Work to be completed
Copy out word for word the lines from the one containing "Where can you spot the black" through the end of the lines, including both ends, and leave out the pictures.

╭─ Data to process

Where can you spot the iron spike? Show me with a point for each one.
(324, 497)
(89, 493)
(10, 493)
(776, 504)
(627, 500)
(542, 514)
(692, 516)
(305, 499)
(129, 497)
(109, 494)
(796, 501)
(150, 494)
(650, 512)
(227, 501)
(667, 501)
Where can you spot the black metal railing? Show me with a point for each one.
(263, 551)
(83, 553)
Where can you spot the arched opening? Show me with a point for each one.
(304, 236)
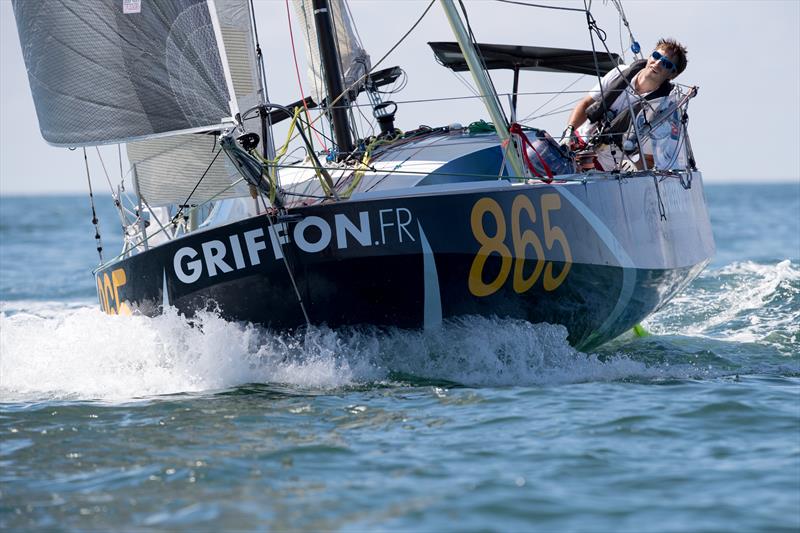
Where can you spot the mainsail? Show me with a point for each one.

╰─

Reply to the exercise
Where can you spot the black metal railing? Show me with a point for each one.
(263, 551)
(83, 553)
Where can you spot the arched opening? Show me with a point for each one.
(304, 236)
Where can you spot the mainsail? Show me with a point for each one.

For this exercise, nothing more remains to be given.